## REQUIREMENT 1
From the article on Grenada's sustainable development plans, reproduce the passage that begins at the words "Energy is a" and stops after "and communication technology.".
## REQUIREMENT 2
Which types of renewable energy does Mitchell name in the article on Grenada's sustainable development plans? List them all.

National Press Club

PM: Grenada primed for new era as sustainable nation

April 14, 2014 | By Marie Robey Wood

Grenada Prime Minister Keith C. Mitchell signs agreement with Carbon War Rooms at the National Press Club, April 11, 2014.

Grenada Prime Minister Keith C. Mitchell signs agreement with Carbon War Rooms at the National Press Club, April 11, 2014.

Photo/Image: Noel St. John

Grenada, an island national in the south Caribbean Sea, wants to boost its use of solar power and other renewable energy to end a costly electricity monopoly and launch the country on a path to sustainable development, Prime Minister Keith C. Mitchell said Friday at a National Press Club Newsmaker.

Mitchell opened the event by signing an agreement with Carbon War Rooms, an international non-profit and think tank that is developing market-based solutions to halt climate change.

Mitchell, elected prime minister in 2013, spent last week in Washington meeting with International Monetary Fund officials and others to seek debt relief and support for Grenada's economic restructuring.

Energy is a key issue for Grenada. One Miami-based company has held a monopoly on the country's electricity for 72 years, Mitchell said.

“They charge so much that businesses can't compete … and many consumers in the country have to stop their electricity,” he said.

“Grenada has the opportunity to pursue cheaper renewable energy whether solar, wind and geothermal," Mitchell said. "We hope by 2030 we'll have 50% of the energy reproduced by renewable energy."

The country also seeks to take advantage of its coast and marine resources, and build on its healthcare economy and its medical school at St. George's University by developing a medical center for medical tourism, Mitchell said.

Mitchell recently convened a meeting of all the Caribbean information technology ministers to find places where islands can cooperate to develop information and communication technology.

“We see the challenge of climate change and dealing with that issue is absolutely crucial," he said. We believe that because of the country we have and our environment and opportunities, we can have an agriculture which is green, a tourism sector which is green, an economy as a whole which is green.”

(Natural language region descriptions)
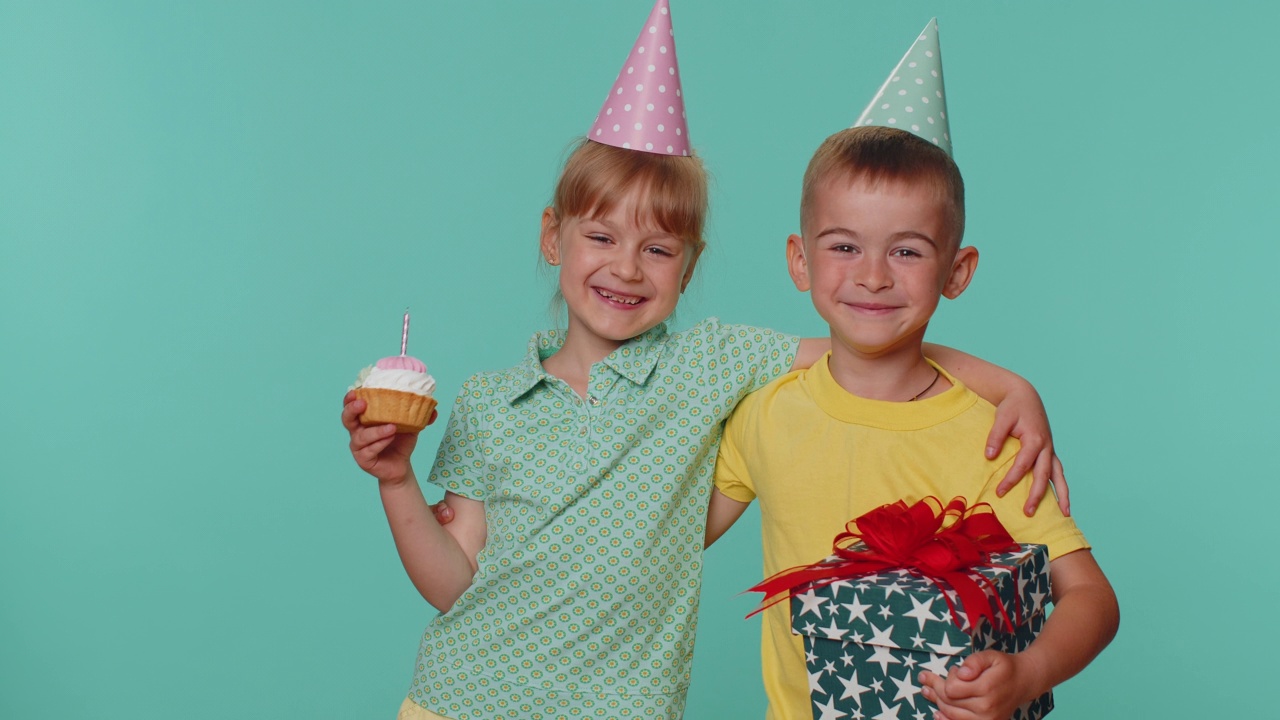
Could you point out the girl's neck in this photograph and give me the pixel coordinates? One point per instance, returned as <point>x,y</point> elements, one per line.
<point>895,376</point>
<point>572,361</point>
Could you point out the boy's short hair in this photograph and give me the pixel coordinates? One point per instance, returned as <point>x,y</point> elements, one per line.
<point>597,177</point>
<point>878,154</point>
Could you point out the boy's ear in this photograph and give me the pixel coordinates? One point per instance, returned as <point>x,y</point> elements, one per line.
<point>961,272</point>
<point>549,237</point>
<point>796,263</point>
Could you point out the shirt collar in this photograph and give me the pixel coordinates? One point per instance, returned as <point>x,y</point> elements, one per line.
<point>635,360</point>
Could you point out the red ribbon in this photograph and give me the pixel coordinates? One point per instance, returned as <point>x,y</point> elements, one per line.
<point>937,542</point>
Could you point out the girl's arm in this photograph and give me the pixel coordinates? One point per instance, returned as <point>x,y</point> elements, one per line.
<point>1019,414</point>
<point>440,561</point>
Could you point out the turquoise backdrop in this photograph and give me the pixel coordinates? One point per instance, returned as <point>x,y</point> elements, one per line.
<point>213,214</point>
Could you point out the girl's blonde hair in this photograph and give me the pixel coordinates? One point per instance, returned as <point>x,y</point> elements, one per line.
<point>597,177</point>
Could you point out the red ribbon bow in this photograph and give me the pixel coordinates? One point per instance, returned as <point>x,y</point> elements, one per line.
<point>940,543</point>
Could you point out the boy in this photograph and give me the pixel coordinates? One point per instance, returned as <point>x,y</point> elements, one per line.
<point>882,218</point>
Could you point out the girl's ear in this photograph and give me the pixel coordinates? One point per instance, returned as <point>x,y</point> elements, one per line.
<point>961,272</point>
<point>549,237</point>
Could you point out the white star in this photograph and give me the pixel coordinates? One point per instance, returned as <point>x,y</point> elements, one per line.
<point>828,711</point>
<point>945,647</point>
<point>856,610</point>
<point>882,637</point>
<point>813,683</point>
<point>891,712</point>
<point>885,656</point>
<point>812,604</point>
<point>937,665</point>
<point>853,689</point>
<point>922,611</point>
<point>906,689</point>
<point>833,632</point>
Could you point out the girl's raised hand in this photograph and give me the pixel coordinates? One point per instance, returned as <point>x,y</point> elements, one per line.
<point>379,450</point>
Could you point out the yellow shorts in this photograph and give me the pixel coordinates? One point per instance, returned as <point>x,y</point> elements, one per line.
<point>411,710</point>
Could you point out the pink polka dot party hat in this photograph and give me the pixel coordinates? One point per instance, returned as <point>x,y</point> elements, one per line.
<point>913,98</point>
<point>645,108</point>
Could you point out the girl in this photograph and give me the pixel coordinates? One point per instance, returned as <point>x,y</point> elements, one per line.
<point>579,479</point>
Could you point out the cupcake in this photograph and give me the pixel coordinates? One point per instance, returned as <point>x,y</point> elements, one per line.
<point>397,390</point>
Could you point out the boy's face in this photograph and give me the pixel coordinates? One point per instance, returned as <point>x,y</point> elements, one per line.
<point>876,259</point>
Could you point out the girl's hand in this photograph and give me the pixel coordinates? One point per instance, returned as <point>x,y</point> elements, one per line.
<point>1022,415</point>
<point>379,450</point>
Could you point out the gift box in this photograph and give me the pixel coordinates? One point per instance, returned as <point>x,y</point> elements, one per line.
<point>868,638</point>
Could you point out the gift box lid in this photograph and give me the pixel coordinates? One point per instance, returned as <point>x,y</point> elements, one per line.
<point>901,609</point>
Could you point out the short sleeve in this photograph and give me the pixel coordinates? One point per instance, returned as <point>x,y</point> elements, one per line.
<point>462,465</point>
<point>732,472</point>
<point>743,356</point>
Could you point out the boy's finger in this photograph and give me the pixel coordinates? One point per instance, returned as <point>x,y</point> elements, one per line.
<point>1064,493</point>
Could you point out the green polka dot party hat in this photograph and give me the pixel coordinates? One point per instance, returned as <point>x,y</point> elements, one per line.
<point>913,98</point>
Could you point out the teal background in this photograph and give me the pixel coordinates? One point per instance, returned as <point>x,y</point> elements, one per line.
<point>213,214</point>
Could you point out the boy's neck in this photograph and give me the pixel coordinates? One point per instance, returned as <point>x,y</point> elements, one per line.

## YOUR SOLUTION 1
Energy is a key issue for Grenada. One Miami-based company has held a monopoly on the country's electricity for 72 years, Mitchell said.

“They charge so much that businesses can't compete … and many consumers in the country have to stop their electricity,” he said.

“Grenada has the opportunity to pursue cheaper renewable energy whether solar, wind and geothermal," Mitchell said. "We hope by 2030 we'll have 50% of the energy reproduced by renewable energy."

The country also seeks to take advantage of its coast and marine resources, and build on its healthcare economy and its medical school at St. George's University by developing a medical center for medical tourism, Mitchell said.

Mitchell recently convened a meeting of all the Caribbean information technology ministers to find places where islands can cooperate to develop information and communication technology.

## YOUR SOLUTION 2
solar
wind
geothermal